### TASK PROMPT
Please print each record that follows precisely as it appears.

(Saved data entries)
--*--
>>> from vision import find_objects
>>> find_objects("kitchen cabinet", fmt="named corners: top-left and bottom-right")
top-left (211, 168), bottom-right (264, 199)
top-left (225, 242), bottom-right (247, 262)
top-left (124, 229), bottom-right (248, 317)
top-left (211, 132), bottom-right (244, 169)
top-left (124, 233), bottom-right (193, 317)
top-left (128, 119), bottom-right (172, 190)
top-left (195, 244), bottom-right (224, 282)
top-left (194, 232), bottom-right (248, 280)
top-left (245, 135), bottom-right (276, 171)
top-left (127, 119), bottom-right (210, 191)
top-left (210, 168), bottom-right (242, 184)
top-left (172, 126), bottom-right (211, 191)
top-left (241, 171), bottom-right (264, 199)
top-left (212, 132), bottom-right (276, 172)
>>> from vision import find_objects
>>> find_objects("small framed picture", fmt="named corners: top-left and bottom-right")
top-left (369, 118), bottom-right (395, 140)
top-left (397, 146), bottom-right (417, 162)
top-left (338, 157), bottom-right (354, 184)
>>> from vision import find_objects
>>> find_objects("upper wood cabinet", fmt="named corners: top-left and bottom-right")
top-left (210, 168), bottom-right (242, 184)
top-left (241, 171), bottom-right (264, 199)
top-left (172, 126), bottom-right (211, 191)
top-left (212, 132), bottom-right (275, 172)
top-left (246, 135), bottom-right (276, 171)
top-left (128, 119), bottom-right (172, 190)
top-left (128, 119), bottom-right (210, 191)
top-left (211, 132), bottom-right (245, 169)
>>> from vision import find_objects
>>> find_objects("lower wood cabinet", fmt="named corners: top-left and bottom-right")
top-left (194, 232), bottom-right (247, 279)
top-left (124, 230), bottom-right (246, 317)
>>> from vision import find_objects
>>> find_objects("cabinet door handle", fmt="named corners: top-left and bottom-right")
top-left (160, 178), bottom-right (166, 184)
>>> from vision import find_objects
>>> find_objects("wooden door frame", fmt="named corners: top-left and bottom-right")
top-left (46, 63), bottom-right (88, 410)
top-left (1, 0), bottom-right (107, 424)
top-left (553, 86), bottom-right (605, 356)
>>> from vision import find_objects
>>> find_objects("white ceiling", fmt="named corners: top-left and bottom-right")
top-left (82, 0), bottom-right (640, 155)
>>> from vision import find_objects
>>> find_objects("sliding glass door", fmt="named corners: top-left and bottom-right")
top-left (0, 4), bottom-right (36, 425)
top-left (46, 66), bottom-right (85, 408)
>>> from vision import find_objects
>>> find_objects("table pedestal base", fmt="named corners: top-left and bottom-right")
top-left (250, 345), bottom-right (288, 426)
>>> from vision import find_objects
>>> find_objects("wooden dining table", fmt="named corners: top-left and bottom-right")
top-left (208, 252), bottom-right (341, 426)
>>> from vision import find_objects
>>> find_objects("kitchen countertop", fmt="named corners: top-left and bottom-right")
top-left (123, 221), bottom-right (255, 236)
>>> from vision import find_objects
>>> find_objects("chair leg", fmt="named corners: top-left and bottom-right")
--*--
### EXERCISE RESULT
>>> from vision import find_objects
>>> find_objects("kitchen cabinet", fmt="named corners: top-left and bottom-right")
top-left (211, 168), bottom-right (264, 199)
top-left (225, 242), bottom-right (247, 262)
top-left (124, 229), bottom-right (248, 317)
top-left (211, 132), bottom-right (244, 169)
top-left (124, 233), bottom-right (193, 317)
top-left (128, 119), bottom-right (172, 190)
top-left (195, 244), bottom-right (224, 282)
top-left (194, 232), bottom-right (248, 280)
top-left (245, 135), bottom-right (276, 171)
top-left (127, 119), bottom-right (210, 191)
top-left (210, 168), bottom-right (242, 184)
top-left (172, 126), bottom-right (211, 191)
top-left (241, 171), bottom-right (264, 199)
top-left (212, 132), bottom-right (276, 172)
>>> from vision import find_objects
>>> find_objects("small framed picture", fmt="named corners: top-left and bottom-right")
top-left (369, 118), bottom-right (395, 140)
top-left (397, 146), bottom-right (417, 162)
top-left (338, 157), bottom-right (354, 184)
>>> from vision import find_objects
>>> find_objects("upper wood cabinet", fmt="named corners: top-left and bottom-right")
top-left (210, 168), bottom-right (242, 184)
top-left (241, 171), bottom-right (264, 199)
top-left (172, 126), bottom-right (211, 191)
top-left (212, 132), bottom-right (275, 172)
top-left (246, 135), bottom-right (276, 171)
top-left (128, 119), bottom-right (172, 190)
top-left (128, 119), bottom-right (210, 191)
top-left (211, 132), bottom-right (245, 169)
>>> from vision import find_objects
>>> find_objects("lower wood cabinet", fmt="named corners: top-left and bottom-right")
top-left (194, 232), bottom-right (247, 279)
top-left (124, 230), bottom-right (246, 317)
>>> from vision import find_objects
>>> find_objects("cabinet door handle", fmt="named corners: top-left and bottom-right")
top-left (160, 178), bottom-right (166, 184)
>>> from vision import find_objects
>>> find_objects("wooden door frame", fmt="named corners: top-left and bottom-right")
top-left (46, 63), bottom-right (88, 410)
top-left (1, 0), bottom-right (107, 424)
top-left (553, 86), bottom-right (605, 356)
>>> from vision import find_objects
>>> find_objects("white ceiling", fmt="named corners: top-left and bottom-right")
top-left (82, 0), bottom-right (640, 155)
>>> from vision import find_objects
>>> find_objects("sliding glass door", fmt="named corners: top-left and bottom-right")
top-left (0, 4), bottom-right (36, 425)
top-left (46, 66), bottom-right (85, 408)
>>> from vision import find_objects
>>> find_objects("table pedestal base", fmt="named corners: top-left and bottom-right")
top-left (250, 345), bottom-right (288, 426)
>>> from vision import find_objects
>>> find_objects("wooden dining table", fmt="named corners: top-left and bottom-right")
top-left (208, 252), bottom-right (341, 426)
>>> from vision import find_objects
>>> find_objects("kitchen countertop", fmt="named corners: top-left and bottom-right")
top-left (123, 221), bottom-right (255, 236)
>>> from vision import find_objects
>>> find_objects("chair leg", fmt="named corners: top-left and bottom-right")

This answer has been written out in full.